- **WHAT NEEDS TO BE DONE**
Copy word for word the lines between the one containing "Objective — a point for each instance of the dark suv" and the one containing "Objective — a point for each instance of the rear door", both included.
======== PROVIDED DATA ========
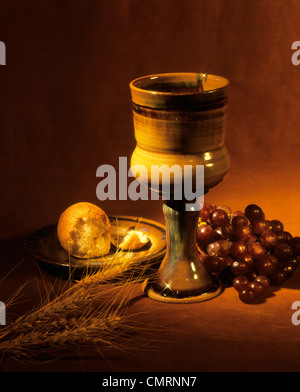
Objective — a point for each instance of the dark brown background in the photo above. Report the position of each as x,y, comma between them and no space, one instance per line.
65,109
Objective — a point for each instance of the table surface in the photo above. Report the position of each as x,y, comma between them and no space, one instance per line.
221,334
========
======== PROVIDED DATA ========
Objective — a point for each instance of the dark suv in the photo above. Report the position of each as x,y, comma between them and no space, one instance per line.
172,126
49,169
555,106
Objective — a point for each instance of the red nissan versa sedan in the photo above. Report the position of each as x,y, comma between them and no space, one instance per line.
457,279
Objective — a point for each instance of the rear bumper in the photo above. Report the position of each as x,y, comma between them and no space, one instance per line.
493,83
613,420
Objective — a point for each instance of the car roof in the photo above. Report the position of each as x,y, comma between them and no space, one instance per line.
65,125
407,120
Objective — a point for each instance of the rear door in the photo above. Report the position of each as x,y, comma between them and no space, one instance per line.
========
- **PROBLEM SOLUTION**
Objective — a point for each instance of the dark suv in the photo above. Report the position of each as x,y, comma between them and no space, one instance per line.
172,126
49,169
555,106
Objective — a point for each instance of the red nissan versa sedan in the photo above. Report the position of each as x,y, comma between them and no space, one instance per line.
457,279
Objective — a point for each instance of the rear bumper in the photo above. Report the position of each as x,y, comma between them and no space, one instance per line.
493,83
613,420
Objective — a point for each instance of the car roof in the photo above. Report the position of each as x,y, comma between them and no space, one instance per line.
65,125
407,120
Objective — a point for each instance of the rear door in the photo above. Report the position of each as x,y, comma between them and no space, one instance per line.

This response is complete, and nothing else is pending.